*** EXCERPTED PASSAGE Section Begins ***
Hypothesis 1- There may be intrinsic biological traits of the species, including the potential for rapid population growth and iteroparity, that alter the expected outcome for genetic loss.
The potential for rapid population growth due to high reproductive success may have reduced the overall genetic loss to the St. John population. For example, when released into the forests of St. John upon their first introduction to the island, the deer experienced an ecological open niche free from predators, and increased rapidly (Seaman 1966). Despite its small founder population, the St. John deer population spent a relatively short time period at a small size (Heffelfinger 2011). This may have allowed the population to largely retain its genetic diversity because fast population growth minimizes loss of genetic diversity, assuming high survival and reproductive success (Kekkonen et al. 2012, Murphy et al. 2015). Thus, the natural history parameters within deer that allow for high reproductive rates (e.g., twinning is common and triplets occur with excellent maternal nutrition), may have altered the genetics of the group over time, particularly within an environment of with low competition and high food availability. The second infusion of genes into the population, with the USDA translocated deer in the 1950s (Baker 1984; Heffelfinger 2011), may have increased the deer genetic heterozygosity further, but might play a more minor role than expected because of the allelic retention following the initial rapid population growth upon their introduction to the island (Kekkonen et al. 2012).
*** EXCERPTED PASSAGE Section Ends ***
*** DATA EXTRACTS Section Begins ***
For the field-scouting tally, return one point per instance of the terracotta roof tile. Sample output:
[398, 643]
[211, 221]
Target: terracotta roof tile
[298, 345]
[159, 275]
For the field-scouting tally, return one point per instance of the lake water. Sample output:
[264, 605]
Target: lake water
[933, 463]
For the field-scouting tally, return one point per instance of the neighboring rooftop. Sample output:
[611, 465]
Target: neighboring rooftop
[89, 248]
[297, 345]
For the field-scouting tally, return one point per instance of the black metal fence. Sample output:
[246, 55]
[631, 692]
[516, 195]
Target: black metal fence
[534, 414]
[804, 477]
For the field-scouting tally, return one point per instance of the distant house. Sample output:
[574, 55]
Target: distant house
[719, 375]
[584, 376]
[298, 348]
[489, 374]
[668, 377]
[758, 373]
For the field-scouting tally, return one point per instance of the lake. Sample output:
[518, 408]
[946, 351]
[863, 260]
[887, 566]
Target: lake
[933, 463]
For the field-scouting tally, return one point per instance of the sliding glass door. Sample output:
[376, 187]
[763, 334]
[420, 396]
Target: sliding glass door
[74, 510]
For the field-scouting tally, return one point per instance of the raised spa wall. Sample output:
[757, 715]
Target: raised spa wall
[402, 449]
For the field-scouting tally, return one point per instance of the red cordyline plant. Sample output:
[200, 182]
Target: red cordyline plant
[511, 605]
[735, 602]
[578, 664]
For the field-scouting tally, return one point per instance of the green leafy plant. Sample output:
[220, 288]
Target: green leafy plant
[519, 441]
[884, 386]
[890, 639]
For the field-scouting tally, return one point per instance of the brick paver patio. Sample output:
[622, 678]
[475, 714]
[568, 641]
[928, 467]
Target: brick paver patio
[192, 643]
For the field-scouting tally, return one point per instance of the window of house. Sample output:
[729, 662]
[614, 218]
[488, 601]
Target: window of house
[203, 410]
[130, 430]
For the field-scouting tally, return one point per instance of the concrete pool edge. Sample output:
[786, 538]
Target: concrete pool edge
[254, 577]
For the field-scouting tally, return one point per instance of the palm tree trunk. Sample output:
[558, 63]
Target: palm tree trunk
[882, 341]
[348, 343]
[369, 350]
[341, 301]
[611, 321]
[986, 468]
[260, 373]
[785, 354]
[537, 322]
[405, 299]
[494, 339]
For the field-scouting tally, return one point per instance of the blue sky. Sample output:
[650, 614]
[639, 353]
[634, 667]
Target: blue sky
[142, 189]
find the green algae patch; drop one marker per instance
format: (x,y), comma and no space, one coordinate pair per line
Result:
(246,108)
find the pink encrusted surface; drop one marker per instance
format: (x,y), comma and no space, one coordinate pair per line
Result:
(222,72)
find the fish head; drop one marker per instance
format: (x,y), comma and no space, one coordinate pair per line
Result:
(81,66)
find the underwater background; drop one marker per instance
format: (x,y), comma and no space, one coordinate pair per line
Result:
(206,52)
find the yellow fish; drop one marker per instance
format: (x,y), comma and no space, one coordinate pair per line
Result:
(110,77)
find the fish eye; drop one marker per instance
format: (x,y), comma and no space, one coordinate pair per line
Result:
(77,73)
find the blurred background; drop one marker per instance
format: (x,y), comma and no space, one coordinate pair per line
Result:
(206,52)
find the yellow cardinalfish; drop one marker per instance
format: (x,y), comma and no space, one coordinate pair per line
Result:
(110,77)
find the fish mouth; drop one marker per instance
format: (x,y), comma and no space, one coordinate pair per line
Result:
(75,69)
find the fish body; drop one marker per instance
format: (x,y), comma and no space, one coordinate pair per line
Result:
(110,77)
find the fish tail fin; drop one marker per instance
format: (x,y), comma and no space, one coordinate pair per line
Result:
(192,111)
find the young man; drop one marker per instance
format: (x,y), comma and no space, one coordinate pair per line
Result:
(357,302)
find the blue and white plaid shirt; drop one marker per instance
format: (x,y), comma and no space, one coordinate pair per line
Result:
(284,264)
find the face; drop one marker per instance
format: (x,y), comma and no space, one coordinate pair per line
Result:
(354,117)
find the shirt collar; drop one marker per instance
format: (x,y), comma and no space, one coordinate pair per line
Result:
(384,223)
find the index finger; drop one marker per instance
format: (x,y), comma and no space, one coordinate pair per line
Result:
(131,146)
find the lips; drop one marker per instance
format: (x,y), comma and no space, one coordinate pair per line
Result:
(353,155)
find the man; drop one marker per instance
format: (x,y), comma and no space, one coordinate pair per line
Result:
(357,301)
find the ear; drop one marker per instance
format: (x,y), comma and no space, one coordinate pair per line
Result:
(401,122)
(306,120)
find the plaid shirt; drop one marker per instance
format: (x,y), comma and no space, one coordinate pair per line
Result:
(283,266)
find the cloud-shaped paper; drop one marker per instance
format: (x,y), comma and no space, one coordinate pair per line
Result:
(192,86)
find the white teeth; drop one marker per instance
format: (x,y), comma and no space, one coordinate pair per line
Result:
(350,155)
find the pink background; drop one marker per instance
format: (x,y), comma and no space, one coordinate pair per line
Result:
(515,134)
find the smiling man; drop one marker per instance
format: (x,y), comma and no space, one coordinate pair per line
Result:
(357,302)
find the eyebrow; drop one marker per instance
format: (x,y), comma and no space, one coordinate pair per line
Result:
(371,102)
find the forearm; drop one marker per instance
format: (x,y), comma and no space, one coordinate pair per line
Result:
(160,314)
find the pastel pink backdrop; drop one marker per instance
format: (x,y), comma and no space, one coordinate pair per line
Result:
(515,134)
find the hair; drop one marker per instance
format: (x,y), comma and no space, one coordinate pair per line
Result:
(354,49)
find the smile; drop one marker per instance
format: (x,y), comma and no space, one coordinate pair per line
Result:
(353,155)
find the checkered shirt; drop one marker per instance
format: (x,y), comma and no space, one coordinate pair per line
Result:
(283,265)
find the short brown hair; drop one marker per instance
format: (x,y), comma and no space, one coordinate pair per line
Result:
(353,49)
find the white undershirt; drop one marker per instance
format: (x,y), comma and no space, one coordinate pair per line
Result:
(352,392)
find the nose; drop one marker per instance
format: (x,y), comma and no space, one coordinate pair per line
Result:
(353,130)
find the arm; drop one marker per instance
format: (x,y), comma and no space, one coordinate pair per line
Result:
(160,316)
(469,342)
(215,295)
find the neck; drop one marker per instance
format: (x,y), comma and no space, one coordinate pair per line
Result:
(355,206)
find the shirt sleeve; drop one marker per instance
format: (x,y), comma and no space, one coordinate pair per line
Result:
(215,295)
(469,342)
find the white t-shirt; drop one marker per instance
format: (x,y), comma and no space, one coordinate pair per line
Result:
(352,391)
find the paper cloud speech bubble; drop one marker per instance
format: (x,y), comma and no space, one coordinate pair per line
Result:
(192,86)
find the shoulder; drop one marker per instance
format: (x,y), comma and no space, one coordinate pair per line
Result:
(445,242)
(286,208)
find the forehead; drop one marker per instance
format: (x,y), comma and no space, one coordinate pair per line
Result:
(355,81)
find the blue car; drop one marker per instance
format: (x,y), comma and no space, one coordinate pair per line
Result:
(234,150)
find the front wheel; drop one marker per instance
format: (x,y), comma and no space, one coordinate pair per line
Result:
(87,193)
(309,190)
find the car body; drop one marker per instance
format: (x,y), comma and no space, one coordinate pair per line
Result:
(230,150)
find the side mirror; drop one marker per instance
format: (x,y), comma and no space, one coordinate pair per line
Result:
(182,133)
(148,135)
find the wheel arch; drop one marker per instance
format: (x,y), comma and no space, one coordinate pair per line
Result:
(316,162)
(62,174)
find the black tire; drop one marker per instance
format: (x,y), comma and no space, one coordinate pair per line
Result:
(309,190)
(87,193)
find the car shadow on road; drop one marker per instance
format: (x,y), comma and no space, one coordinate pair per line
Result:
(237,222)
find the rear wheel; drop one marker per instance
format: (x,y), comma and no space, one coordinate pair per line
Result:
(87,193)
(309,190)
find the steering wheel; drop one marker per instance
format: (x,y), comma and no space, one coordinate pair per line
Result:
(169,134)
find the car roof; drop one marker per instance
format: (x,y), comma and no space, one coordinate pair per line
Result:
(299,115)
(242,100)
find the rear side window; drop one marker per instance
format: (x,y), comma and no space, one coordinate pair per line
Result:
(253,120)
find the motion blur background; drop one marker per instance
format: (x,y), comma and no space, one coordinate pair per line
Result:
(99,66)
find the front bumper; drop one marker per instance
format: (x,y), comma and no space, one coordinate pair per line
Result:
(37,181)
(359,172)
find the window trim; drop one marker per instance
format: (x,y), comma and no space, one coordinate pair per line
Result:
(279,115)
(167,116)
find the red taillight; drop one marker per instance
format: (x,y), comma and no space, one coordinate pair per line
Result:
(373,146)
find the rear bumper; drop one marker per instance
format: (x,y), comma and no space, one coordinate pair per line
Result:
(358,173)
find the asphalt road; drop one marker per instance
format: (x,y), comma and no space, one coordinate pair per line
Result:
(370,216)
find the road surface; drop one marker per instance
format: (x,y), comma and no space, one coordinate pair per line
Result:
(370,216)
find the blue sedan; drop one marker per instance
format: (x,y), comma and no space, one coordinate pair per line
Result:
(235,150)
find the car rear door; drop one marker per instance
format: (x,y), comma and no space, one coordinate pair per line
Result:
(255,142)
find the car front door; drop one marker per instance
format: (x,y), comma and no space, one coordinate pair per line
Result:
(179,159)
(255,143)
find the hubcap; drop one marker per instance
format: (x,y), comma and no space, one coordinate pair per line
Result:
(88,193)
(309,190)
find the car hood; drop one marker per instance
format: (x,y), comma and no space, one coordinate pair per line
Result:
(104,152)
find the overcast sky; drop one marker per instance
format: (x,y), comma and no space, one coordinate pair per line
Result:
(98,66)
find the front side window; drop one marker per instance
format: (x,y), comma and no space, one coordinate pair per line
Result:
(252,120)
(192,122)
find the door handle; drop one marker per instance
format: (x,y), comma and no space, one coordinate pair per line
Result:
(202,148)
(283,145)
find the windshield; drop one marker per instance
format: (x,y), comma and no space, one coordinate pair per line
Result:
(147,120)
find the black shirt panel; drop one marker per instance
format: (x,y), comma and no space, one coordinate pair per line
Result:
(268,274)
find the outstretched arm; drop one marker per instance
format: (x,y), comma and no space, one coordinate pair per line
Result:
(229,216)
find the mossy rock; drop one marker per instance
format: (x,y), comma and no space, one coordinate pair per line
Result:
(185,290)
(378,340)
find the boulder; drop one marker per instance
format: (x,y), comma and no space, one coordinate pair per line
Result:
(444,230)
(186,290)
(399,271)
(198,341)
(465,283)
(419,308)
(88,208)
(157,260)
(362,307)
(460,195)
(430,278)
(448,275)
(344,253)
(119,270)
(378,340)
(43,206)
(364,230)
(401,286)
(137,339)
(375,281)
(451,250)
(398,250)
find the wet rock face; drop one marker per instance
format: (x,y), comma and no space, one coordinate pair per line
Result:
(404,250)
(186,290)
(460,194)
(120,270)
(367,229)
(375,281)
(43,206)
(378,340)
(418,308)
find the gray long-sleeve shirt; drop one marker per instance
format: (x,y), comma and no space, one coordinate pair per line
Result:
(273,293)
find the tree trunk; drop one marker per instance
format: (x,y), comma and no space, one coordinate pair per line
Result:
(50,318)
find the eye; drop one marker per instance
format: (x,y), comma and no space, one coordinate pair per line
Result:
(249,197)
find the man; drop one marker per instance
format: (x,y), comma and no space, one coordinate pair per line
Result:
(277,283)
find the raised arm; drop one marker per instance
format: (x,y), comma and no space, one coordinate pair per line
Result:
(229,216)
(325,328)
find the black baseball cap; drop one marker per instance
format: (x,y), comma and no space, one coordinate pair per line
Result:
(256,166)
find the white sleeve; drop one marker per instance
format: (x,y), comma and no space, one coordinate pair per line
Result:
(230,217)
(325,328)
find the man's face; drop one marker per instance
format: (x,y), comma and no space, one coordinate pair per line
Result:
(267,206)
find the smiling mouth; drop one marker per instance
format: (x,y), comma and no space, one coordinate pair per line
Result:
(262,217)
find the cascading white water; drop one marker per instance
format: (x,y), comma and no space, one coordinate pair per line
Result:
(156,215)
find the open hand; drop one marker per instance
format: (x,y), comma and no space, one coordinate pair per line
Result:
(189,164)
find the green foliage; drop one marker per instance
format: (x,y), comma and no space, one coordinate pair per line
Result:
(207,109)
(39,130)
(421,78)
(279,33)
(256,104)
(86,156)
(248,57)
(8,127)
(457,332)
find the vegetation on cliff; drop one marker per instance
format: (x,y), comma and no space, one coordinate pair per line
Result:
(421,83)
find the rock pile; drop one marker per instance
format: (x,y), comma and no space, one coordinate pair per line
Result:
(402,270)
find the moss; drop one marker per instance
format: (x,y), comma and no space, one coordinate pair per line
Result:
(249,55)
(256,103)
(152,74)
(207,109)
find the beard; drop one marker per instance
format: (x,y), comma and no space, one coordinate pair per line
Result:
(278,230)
*** DATA EXTRACTS Section Ends ***
INSTRUCTIONS:
1/ In the passage on St. John deer genetics, what kind of environment did the deer encounter when first released into the island's forests?
2/ Continue the passage on St. John deer genetics from where it stops.

EXPECTED RESULTS:
1/ An ecological open niche free from predators.

2/
In addition to the biological potential for rapid population growth for deer, iteroparity, resulting in overlapping generations, may have also influenced heterozygosity of the St. John deer (Murphy et al. 2015). In species with overlapping generations, allelic drift can be lower than in species without overlapping generations (Kekkonen et al. 2012). This has been found to be particularly true for individual-based population genetic models rather than classic population genetics models (Pemberton 1996). Together, rapid population growth and iteroparity may have had an additive effect in retaining heterozygosity within the population, resulting in higher allelic reserves than would be predicted for an isolated island population of deer on St. John for more than 200 years.